▸ **PROBLEM DESCRIPTION**
Pick out every line of the entries below where "grey" occurs, and copy those lines.

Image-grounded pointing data
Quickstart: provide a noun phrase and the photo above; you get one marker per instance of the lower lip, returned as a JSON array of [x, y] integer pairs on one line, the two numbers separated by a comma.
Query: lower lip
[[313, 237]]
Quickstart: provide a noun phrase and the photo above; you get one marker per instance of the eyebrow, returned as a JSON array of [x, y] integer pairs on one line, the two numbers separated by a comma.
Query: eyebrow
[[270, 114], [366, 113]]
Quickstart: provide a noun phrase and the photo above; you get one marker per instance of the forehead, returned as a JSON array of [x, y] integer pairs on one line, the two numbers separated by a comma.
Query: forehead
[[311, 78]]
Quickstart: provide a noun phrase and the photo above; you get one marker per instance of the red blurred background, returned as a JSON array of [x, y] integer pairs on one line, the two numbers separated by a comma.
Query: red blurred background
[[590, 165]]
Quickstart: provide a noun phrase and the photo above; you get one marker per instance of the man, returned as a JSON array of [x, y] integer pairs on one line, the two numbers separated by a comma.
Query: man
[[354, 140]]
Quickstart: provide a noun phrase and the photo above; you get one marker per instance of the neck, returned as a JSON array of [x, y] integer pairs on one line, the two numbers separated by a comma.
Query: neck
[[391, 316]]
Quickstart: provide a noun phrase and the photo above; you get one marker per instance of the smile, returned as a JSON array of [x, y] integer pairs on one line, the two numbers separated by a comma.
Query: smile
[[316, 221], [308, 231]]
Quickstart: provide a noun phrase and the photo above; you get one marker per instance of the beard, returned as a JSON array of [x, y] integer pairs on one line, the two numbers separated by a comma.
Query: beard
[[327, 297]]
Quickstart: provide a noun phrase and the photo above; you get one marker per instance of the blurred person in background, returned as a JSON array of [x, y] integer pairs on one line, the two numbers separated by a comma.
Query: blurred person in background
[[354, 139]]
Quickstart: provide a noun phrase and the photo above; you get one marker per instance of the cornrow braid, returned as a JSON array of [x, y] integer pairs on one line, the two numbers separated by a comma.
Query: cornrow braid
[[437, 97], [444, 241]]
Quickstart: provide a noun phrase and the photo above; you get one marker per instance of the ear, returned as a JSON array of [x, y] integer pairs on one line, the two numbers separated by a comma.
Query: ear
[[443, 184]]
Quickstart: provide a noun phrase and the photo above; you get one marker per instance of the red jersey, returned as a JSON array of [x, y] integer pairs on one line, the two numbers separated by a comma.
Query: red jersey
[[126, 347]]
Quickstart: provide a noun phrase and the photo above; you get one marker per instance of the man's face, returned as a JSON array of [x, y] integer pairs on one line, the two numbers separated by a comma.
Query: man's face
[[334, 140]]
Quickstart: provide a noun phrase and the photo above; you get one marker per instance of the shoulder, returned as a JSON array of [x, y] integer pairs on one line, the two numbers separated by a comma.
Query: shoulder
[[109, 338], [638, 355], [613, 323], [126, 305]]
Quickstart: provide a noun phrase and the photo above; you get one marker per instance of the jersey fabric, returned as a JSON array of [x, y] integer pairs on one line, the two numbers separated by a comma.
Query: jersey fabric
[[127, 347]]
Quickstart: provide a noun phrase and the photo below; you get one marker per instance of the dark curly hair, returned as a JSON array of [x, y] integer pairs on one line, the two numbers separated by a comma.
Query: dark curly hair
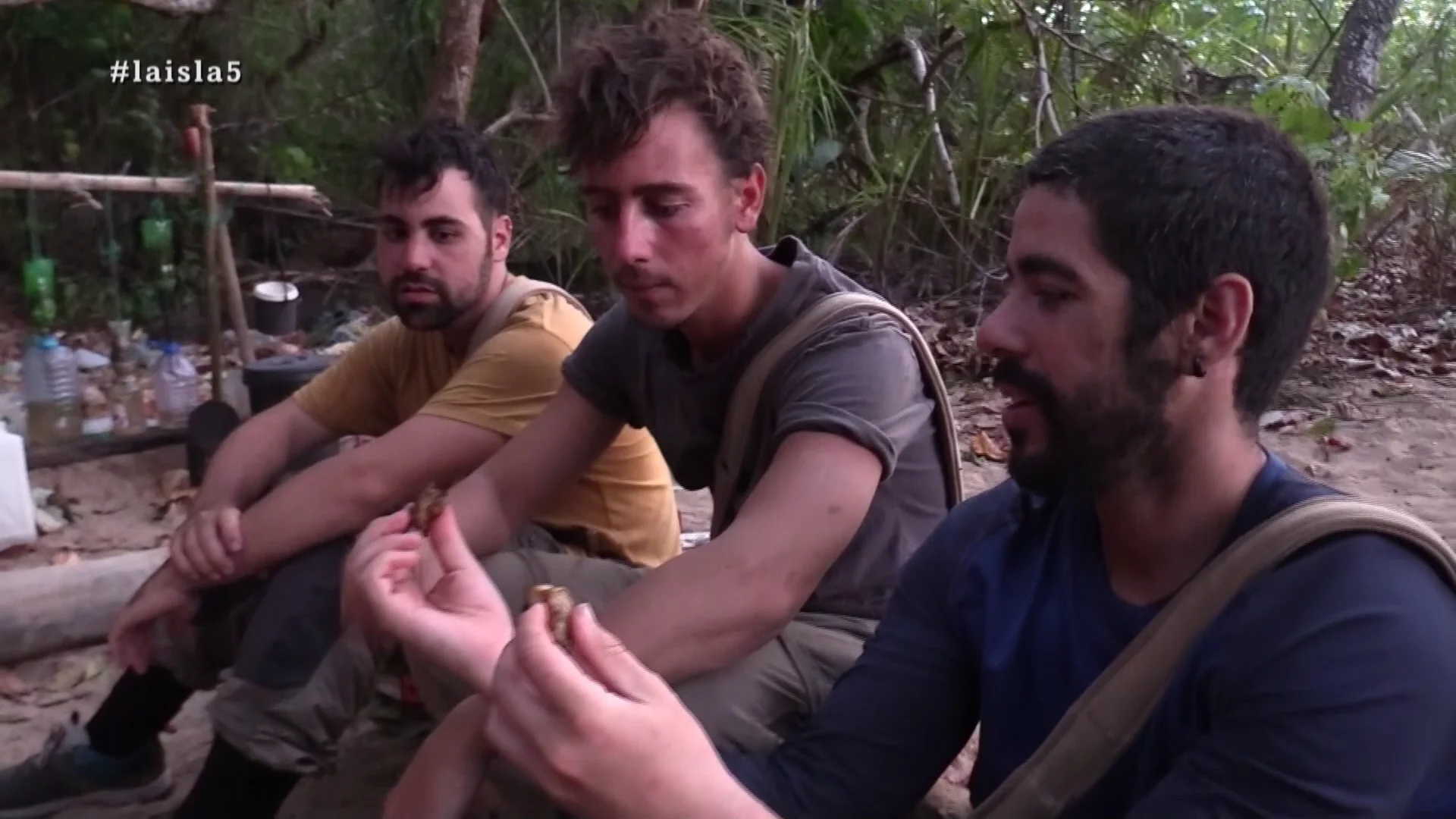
[[413, 161], [618, 77], [1183, 194]]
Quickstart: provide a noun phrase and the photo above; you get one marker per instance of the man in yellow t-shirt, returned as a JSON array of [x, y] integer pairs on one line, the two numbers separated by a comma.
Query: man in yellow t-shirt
[[261, 558]]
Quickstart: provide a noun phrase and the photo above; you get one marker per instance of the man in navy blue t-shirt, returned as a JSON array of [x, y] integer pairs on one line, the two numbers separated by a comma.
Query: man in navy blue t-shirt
[[1165, 267]]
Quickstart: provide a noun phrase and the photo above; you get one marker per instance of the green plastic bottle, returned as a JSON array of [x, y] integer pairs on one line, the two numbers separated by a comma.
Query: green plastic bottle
[[39, 290]]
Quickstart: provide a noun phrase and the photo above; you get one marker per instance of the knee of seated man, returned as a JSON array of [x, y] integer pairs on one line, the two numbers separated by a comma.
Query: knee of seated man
[[742, 708]]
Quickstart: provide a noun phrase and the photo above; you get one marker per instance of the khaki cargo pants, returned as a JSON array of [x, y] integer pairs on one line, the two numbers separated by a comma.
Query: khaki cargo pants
[[289, 678], [750, 706]]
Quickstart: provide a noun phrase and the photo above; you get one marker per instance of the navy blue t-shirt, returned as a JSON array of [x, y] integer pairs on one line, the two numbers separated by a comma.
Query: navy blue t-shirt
[[1326, 689]]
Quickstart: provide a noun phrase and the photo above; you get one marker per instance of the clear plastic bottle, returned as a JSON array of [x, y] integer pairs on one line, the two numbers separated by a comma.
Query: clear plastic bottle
[[128, 406], [174, 385], [52, 385]]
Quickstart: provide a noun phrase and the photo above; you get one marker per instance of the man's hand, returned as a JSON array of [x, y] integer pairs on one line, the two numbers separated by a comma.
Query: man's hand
[[430, 594], [622, 748], [164, 596], [202, 542]]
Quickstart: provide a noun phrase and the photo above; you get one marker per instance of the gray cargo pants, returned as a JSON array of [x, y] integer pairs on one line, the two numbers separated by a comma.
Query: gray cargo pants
[[750, 706], [290, 679]]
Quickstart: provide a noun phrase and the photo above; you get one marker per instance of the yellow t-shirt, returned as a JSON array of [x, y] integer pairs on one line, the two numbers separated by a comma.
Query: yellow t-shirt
[[623, 500]]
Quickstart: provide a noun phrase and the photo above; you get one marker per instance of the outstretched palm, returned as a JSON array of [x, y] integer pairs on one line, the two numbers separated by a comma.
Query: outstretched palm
[[431, 595]]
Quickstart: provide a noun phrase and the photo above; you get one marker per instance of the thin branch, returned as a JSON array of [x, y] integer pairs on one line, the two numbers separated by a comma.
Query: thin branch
[[177, 8], [514, 117], [919, 66], [1046, 104]]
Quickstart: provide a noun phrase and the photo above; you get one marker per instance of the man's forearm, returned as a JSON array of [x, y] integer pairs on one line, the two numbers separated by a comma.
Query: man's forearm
[[242, 468], [331, 499], [692, 615]]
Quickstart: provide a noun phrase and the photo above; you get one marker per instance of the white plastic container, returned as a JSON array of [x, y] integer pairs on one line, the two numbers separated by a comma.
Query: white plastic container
[[175, 385], [17, 504]]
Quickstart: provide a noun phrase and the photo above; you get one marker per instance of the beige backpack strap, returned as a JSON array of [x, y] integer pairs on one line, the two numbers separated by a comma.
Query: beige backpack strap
[[745, 401], [517, 289], [1098, 727]]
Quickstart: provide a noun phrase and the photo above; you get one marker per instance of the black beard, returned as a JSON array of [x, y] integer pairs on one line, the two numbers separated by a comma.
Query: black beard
[[1098, 436]]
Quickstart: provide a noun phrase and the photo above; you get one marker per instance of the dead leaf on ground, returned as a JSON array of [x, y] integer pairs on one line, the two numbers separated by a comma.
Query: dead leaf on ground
[[984, 447], [1286, 420], [74, 672], [174, 482], [12, 686], [1323, 428]]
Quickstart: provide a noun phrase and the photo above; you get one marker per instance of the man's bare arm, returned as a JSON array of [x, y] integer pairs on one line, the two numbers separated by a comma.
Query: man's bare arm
[[256, 452], [724, 599], [532, 468], [341, 494]]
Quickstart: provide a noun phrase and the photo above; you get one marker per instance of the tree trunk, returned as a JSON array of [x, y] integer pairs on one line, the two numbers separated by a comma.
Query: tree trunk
[[1357, 61], [455, 60]]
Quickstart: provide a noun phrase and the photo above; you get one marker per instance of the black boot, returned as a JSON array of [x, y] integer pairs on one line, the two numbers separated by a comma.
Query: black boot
[[235, 787]]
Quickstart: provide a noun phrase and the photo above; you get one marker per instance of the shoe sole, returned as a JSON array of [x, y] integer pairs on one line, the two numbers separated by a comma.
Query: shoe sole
[[156, 789]]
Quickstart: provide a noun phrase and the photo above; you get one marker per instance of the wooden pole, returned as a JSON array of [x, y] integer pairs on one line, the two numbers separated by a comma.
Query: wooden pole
[[235, 293], [55, 608], [174, 186], [206, 172]]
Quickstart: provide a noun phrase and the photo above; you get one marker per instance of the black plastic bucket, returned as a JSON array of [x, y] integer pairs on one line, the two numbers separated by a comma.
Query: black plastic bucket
[[271, 381], [207, 428], [275, 309]]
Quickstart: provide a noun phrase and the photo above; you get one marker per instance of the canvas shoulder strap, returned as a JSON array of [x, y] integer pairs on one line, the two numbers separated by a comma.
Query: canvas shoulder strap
[[516, 290], [750, 388], [1104, 720]]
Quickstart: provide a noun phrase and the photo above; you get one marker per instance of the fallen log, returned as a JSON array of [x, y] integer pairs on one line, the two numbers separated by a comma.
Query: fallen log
[[95, 449], [55, 608], [61, 181]]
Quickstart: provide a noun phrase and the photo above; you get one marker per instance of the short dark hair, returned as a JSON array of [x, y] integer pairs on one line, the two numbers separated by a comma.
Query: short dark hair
[[618, 77], [413, 161], [1183, 194]]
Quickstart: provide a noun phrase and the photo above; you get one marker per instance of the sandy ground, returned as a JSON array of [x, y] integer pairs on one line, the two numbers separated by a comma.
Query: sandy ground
[[1401, 447]]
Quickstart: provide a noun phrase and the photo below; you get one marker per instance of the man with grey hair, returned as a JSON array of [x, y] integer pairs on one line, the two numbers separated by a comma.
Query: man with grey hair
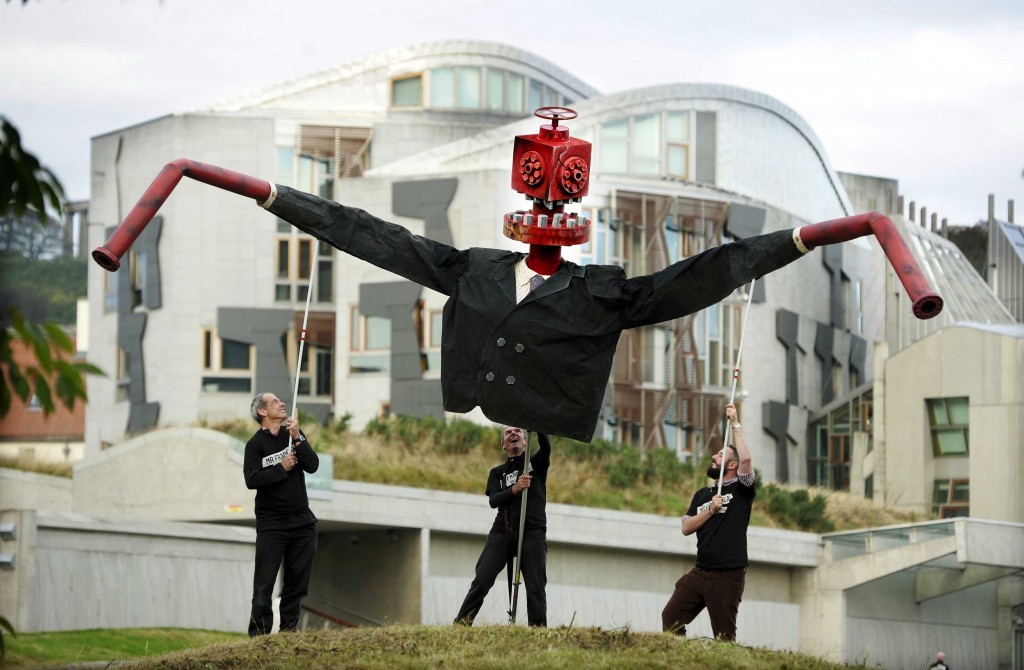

▸ **ANSWER**
Quickstart: provide a noun phrase and the photo below; you get one marker per instance of the man with grey hair, returned as a JSON array of [x, y] integer pairs on one line, the two numbers separated by a comma.
Query: man with grey hair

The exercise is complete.